Aim of the task: Check every line of the entries below for the word "trousers", and copy the ones that have it.
+--
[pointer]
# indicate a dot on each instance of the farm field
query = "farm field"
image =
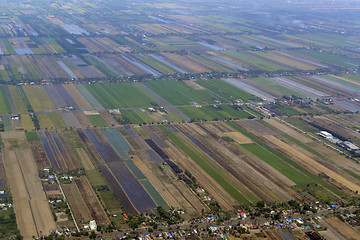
(121, 95)
(179, 119)
(34, 218)
(38, 99)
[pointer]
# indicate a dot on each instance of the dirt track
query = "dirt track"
(31, 207)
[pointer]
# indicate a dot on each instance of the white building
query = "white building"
(93, 225)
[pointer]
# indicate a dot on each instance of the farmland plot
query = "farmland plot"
(58, 150)
(31, 207)
(38, 98)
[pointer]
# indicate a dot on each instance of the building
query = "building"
(350, 146)
(93, 225)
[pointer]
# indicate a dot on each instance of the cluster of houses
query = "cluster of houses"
(345, 144)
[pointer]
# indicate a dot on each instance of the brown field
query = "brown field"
(208, 183)
(238, 137)
(90, 147)
(92, 202)
(273, 235)
(32, 210)
(194, 85)
(253, 177)
(78, 97)
(38, 151)
(108, 118)
(186, 63)
(156, 182)
(343, 228)
(85, 159)
(82, 119)
(313, 165)
(168, 180)
(302, 138)
(338, 159)
(77, 203)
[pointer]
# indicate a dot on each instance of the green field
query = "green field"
(97, 120)
(255, 61)
(121, 95)
(221, 112)
(4, 102)
(156, 64)
(27, 122)
(277, 163)
(31, 136)
(50, 121)
(276, 88)
(290, 162)
(211, 171)
(327, 58)
(38, 98)
(226, 90)
(18, 100)
(178, 93)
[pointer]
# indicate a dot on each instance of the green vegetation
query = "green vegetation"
(4, 102)
(97, 120)
(202, 163)
(178, 93)
(154, 194)
(290, 162)
(8, 224)
(32, 136)
(226, 90)
(277, 163)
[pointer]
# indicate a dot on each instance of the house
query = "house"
(92, 225)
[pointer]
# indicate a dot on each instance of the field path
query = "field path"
(163, 101)
(11, 101)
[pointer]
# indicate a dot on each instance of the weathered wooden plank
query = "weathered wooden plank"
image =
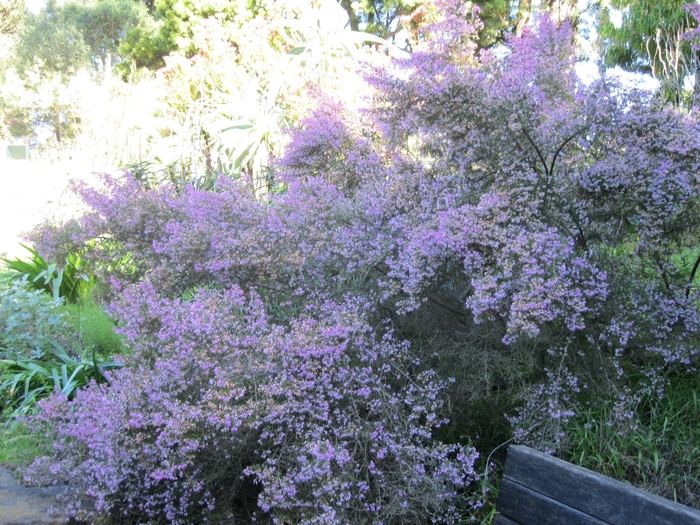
(529, 507)
(604, 498)
(502, 520)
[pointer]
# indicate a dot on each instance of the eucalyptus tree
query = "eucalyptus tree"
(649, 38)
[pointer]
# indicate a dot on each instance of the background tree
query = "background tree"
(64, 39)
(650, 39)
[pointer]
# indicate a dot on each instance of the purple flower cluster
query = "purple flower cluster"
(488, 211)
(315, 422)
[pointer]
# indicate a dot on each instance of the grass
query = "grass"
(95, 328)
(19, 446)
(661, 455)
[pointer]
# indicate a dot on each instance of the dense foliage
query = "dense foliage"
(489, 235)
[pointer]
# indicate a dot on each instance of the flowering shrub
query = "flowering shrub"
(529, 236)
(317, 422)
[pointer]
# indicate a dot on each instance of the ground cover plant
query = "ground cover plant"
(488, 236)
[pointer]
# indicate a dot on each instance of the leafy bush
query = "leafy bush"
(29, 320)
(70, 283)
(27, 381)
(94, 328)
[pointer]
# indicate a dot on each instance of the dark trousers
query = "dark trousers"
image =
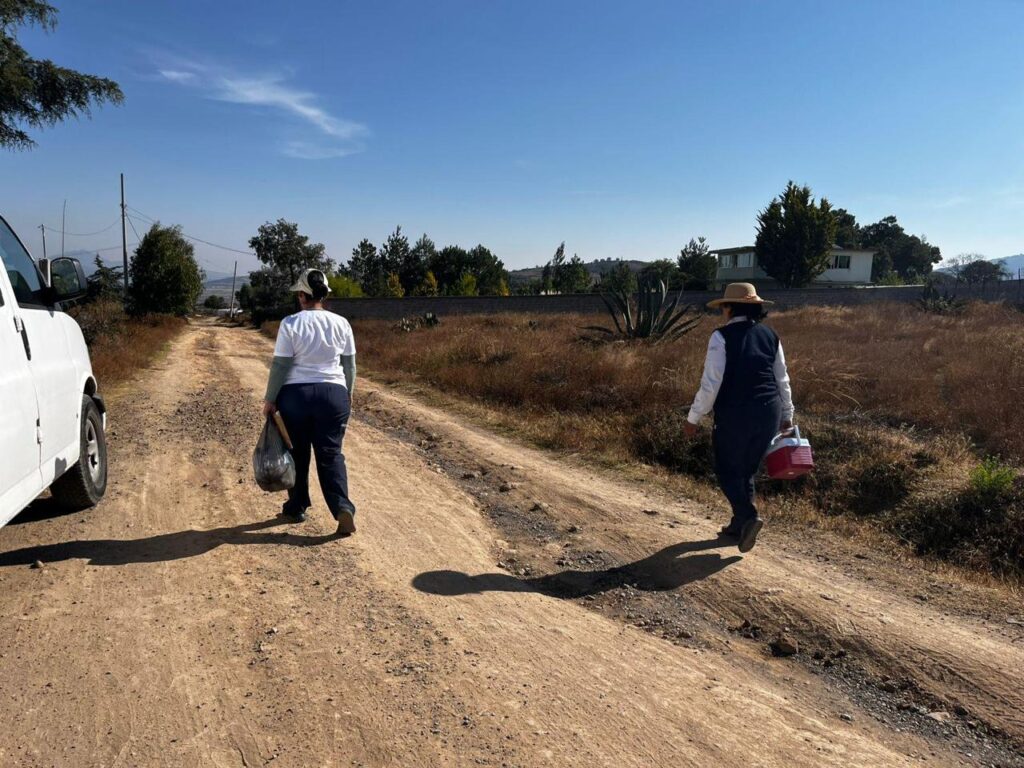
(741, 437)
(316, 416)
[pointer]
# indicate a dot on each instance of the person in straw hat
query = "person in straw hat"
(747, 385)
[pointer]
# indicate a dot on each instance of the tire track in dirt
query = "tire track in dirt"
(589, 690)
(178, 625)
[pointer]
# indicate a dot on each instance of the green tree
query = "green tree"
(343, 287)
(393, 287)
(164, 275)
(795, 237)
(414, 267)
(697, 267)
(105, 282)
(286, 254)
(367, 268)
(466, 286)
(428, 287)
(912, 258)
(565, 275)
(620, 279)
(492, 278)
(449, 264)
(847, 229)
(284, 249)
(35, 93)
(395, 252)
(665, 270)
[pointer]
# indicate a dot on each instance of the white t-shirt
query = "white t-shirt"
(315, 339)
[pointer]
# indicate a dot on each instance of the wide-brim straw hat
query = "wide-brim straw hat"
(738, 293)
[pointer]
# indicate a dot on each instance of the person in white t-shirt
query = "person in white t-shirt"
(311, 381)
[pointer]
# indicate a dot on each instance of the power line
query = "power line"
(152, 220)
(83, 235)
(132, 223)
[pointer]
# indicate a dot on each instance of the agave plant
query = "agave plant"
(651, 315)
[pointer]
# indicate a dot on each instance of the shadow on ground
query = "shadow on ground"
(667, 569)
(44, 508)
(160, 548)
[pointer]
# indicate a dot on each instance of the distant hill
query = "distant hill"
(222, 287)
(596, 268)
(1014, 264)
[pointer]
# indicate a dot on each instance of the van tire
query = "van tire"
(84, 484)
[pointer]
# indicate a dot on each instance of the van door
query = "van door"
(20, 480)
(50, 363)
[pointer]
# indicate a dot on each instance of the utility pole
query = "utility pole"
(230, 306)
(124, 238)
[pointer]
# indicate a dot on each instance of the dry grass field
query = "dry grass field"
(119, 345)
(914, 417)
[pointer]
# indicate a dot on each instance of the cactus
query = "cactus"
(651, 315)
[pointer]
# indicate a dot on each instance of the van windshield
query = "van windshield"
(20, 268)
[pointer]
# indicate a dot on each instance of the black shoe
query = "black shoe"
(346, 524)
(749, 534)
(292, 516)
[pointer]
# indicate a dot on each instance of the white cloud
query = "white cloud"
(273, 91)
(313, 151)
(177, 76)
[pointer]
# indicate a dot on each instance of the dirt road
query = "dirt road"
(498, 607)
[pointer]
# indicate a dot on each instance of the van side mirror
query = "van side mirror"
(68, 279)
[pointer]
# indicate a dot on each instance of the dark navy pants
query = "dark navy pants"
(316, 416)
(741, 436)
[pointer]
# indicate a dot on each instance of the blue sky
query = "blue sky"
(622, 128)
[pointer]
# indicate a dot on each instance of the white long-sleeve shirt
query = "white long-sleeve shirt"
(711, 381)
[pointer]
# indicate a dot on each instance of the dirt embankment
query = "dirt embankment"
(498, 607)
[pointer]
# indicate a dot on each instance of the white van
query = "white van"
(51, 417)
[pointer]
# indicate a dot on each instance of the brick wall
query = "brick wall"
(591, 303)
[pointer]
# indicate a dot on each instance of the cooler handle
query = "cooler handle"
(796, 433)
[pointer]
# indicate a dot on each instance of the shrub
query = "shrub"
(343, 287)
(165, 275)
(121, 345)
(991, 479)
(969, 526)
(659, 439)
(651, 316)
(940, 302)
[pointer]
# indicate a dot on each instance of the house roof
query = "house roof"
(750, 249)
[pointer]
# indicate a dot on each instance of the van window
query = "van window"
(20, 268)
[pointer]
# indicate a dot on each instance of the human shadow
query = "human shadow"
(161, 548)
(667, 569)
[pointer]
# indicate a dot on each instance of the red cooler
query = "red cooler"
(788, 457)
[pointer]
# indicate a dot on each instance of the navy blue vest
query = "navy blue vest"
(750, 365)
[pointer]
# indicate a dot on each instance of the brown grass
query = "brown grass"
(120, 345)
(900, 404)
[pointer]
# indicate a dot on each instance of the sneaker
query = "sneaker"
(346, 524)
(749, 534)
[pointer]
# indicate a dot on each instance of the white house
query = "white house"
(849, 266)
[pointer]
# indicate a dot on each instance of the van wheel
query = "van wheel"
(84, 484)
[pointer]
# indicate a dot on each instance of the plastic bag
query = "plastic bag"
(272, 465)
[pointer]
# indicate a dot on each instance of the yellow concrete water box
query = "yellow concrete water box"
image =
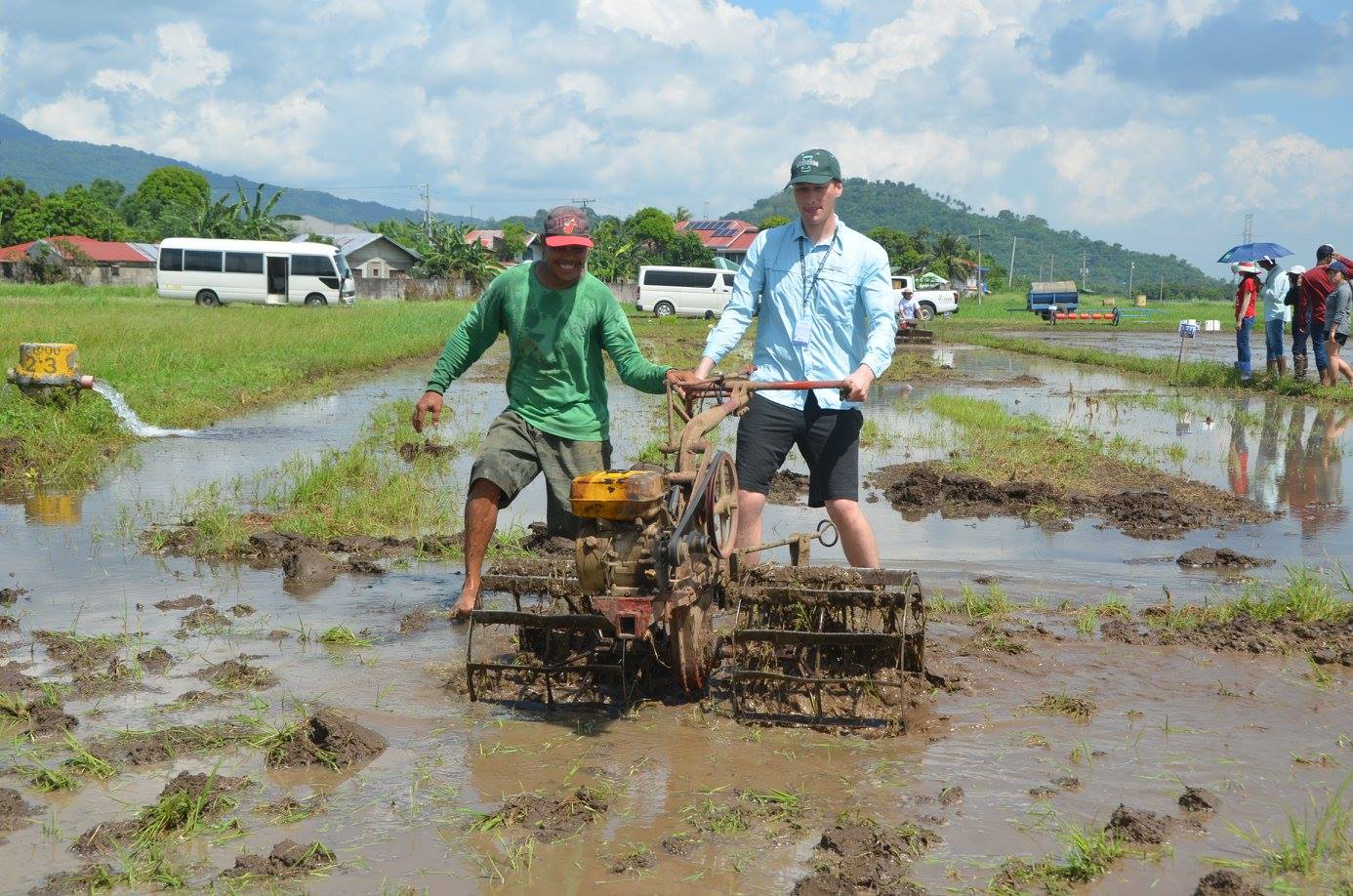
(48, 366)
(617, 494)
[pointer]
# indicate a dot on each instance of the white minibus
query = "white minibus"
(686, 291)
(213, 272)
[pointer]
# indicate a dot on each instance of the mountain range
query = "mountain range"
(48, 164)
(1041, 251)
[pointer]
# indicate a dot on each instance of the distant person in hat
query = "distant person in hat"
(1338, 305)
(1247, 301)
(557, 319)
(1273, 297)
(1310, 314)
(823, 302)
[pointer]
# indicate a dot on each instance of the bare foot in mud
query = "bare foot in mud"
(470, 600)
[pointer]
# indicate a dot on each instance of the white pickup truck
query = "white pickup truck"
(928, 302)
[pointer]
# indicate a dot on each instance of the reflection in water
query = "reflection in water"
(57, 508)
(1310, 476)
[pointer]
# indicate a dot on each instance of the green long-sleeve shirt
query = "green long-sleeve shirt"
(554, 377)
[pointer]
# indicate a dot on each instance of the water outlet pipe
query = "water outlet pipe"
(49, 371)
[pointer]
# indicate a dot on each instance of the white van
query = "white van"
(686, 291)
(213, 272)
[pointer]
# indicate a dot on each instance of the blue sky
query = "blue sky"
(1156, 123)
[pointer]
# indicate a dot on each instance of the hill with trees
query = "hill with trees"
(52, 165)
(919, 226)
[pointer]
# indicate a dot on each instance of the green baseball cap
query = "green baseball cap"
(813, 167)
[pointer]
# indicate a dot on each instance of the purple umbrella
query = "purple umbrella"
(1253, 252)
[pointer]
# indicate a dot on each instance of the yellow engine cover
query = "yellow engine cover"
(617, 494)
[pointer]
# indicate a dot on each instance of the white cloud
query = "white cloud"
(72, 116)
(184, 61)
(918, 39)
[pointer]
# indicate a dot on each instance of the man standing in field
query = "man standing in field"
(557, 319)
(1310, 314)
(821, 294)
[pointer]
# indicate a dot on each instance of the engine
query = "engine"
(623, 516)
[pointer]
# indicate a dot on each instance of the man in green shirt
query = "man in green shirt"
(557, 319)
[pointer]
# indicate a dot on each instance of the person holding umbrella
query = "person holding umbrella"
(1338, 308)
(1275, 315)
(1247, 300)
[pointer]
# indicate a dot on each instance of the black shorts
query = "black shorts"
(827, 438)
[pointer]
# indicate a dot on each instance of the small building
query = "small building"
(94, 262)
(371, 255)
(493, 240)
(728, 237)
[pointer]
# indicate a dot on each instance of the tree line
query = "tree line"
(169, 202)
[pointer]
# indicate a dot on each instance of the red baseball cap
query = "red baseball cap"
(567, 226)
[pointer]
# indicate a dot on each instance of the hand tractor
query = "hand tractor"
(654, 562)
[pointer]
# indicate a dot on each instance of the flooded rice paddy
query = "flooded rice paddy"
(679, 797)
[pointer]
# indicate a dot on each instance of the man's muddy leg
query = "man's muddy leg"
(750, 505)
(857, 535)
(480, 520)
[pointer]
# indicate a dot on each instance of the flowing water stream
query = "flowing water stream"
(129, 417)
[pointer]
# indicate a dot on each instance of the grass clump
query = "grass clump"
(973, 604)
(1079, 708)
(1086, 854)
(1315, 849)
(343, 636)
(1304, 595)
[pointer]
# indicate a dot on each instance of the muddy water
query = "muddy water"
(1166, 717)
(1206, 346)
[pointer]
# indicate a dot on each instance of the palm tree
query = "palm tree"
(210, 218)
(259, 221)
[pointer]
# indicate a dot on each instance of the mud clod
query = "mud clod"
(91, 878)
(156, 660)
(308, 566)
(14, 812)
(206, 616)
(1199, 800)
(1220, 559)
(550, 819)
(1166, 510)
(326, 739)
(416, 622)
(286, 860)
(1138, 826)
(865, 857)
(1225, 882)
(234, 674)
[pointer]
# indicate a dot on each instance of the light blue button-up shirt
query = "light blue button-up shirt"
(1275, 294)
(850, 322)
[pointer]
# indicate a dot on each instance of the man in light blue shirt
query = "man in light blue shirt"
(823, 301)
(1273, 298)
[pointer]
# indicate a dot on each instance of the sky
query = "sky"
(1156, 123)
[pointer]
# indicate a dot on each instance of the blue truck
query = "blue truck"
(1045, 300)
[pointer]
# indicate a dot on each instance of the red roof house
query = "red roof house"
(83, 248)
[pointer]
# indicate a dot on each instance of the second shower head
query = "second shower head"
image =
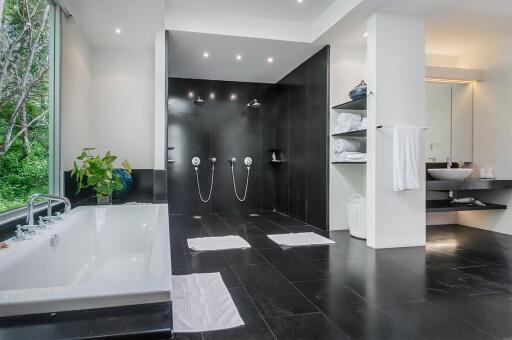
(255, 104)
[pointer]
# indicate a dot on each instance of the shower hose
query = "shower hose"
(246, 182)
(199, 187)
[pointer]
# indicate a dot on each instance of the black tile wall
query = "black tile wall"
(300, 129)
(293, 117)
(221, 128)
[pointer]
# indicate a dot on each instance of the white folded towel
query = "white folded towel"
(350, 157)
(343, 145)
(299, 239)
(347, 122)
(406, 150)
(343, 116)
(201, 303)
(364, 123)
(217, 243)
(356, 156)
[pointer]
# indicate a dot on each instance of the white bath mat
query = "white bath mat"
(299, 239)
(217, 243)
(201, 303)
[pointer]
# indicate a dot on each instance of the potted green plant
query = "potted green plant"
(96, 172)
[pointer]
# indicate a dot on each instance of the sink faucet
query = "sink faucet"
(50, 199)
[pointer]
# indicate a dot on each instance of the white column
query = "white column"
(160, 100)
(396, 76)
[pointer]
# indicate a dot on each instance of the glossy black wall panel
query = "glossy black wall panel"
(302, 99)
(221, 128)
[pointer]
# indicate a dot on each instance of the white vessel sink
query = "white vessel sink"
(450, 174)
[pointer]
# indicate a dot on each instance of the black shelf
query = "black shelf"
(348, 162)
(445, 206)
(358, 104)
(357, 133)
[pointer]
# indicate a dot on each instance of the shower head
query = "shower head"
(199, 101)
(255, 104)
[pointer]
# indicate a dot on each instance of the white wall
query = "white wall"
(76, 80)
(492, 125)
(396, 74)
(123, 101)
(347, 69)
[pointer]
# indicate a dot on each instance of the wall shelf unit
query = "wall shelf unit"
(358, 104)
(357, 133)
(445, 206)
(348, 162)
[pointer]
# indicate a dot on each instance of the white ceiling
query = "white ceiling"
(284, 10)
(139, 20)
(457, 26)
(187, 61)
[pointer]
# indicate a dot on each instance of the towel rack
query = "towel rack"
(392, 126)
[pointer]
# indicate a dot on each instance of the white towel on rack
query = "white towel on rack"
(406, 146)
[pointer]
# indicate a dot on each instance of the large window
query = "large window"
(26, 100)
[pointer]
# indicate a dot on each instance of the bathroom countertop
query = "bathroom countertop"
(469, 184)
(135, 322)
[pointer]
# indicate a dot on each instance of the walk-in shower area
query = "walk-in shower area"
(249, 146)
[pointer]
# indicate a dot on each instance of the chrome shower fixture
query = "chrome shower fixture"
(199, 101)
(255, 104)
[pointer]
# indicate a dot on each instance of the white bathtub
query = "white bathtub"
(107, 256)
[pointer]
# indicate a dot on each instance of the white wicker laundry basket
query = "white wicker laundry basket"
(356, 212)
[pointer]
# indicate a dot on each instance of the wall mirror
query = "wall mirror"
(450, 114)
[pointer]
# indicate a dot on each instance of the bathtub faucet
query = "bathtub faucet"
(49, 199)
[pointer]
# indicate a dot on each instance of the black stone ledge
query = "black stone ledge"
(149, 321)
(469, 184)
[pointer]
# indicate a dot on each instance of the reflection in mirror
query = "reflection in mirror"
(450, 114)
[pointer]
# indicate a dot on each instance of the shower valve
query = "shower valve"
(196, 161)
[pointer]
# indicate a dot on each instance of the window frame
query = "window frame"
(55, 179)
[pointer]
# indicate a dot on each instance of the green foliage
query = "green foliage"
(95, 171)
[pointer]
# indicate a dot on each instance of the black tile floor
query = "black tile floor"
(459, 287)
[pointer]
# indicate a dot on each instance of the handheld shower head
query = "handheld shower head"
(255, 104)
(199, 101)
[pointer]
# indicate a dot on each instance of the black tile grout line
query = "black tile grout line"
(245, 290)
(311, 302)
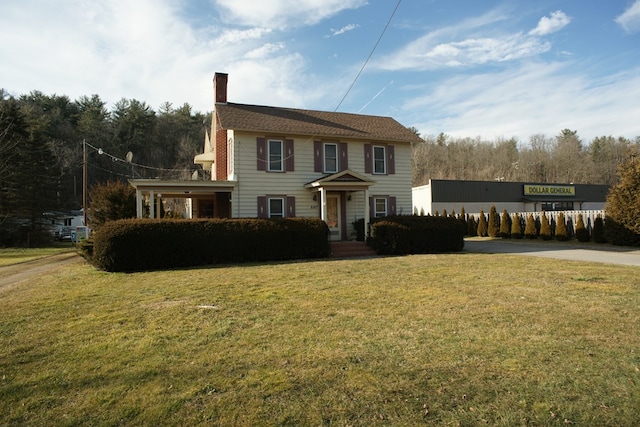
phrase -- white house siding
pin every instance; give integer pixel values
(252, 183)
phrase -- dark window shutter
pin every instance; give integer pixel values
(368, 159)
(392, 206)
(263, 210)
(343, 161)
(291, 207)
(372, 207)
(288, 155)
(262, 154)
(391, 160)
(318, 154)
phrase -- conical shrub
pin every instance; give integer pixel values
(493, 227)
(482, 225)
(562, 234)
(598, 230)
(530, 230)
(545, 227)
(582, 234)
(505, 225)
(516, 227)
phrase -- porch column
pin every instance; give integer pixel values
(323, 204)
(152, 205)
(139, 211)
(366, 212)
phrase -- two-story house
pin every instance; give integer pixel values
(276, 162)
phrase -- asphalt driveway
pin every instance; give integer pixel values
(557, 250)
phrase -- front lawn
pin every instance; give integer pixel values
(455, 339)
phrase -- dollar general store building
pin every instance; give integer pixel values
(475, 196)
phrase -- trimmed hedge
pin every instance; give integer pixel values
(151, 244)
(401, 235)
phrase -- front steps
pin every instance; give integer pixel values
(352, 249)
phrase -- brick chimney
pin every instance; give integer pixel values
(218, 134)
(220, 87)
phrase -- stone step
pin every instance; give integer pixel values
(350, 250)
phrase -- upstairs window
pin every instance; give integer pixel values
(380, 205)
(379, 160)
(331, 158)
(275, 156)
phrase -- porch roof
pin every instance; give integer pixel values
(346, 180)
(181, 189)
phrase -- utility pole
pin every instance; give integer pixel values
(84, 181)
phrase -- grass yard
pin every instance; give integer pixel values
(462, 339)
(10, 256)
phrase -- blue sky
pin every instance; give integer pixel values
(468, 68)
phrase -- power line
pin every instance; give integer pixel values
(369, 57)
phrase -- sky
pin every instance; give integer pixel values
(467, 68)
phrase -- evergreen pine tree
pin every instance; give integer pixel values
(561, 228)
(516, 227)
(582, 234)
(530, 230)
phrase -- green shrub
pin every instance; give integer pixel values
(516, 227)
(400, 235)
(561, 229)
(582, 234)
(530, 230)
(493, 227)
(462, 217)
(598, 230)
(505, 225)
(545, 227)
(472, 226)
(147, 244)
(482, 225)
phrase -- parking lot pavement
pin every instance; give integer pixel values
(605, 254)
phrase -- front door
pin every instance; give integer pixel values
(333, 217)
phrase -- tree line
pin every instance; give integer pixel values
(564, 158)
(41, 150)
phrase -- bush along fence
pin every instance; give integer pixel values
(584, 226)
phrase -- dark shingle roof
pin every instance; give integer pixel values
(310, 122)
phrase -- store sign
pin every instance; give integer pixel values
(549, 190)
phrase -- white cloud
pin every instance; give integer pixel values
(547, 25)
(281, 13)
(143, 50)
(473, 42)
(531, 99)
(344, 29)
(630, 19)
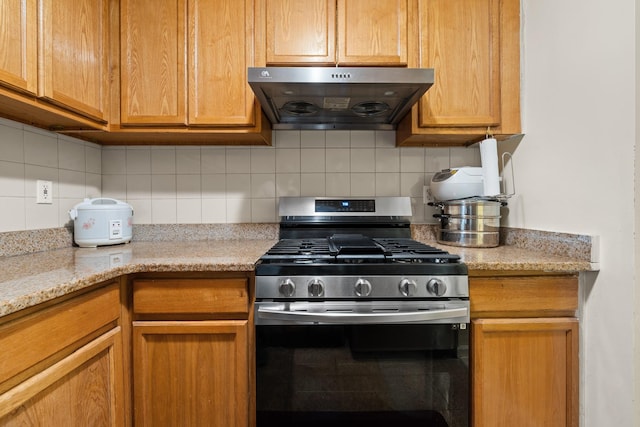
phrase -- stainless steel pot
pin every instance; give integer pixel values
(469, 222)
(472, 206)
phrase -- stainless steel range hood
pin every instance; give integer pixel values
(338, 98)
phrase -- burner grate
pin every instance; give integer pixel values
(334, 250)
+--
Exercise result:
# indicate a dot on each instance of the dark trousers
query = "dark trousers"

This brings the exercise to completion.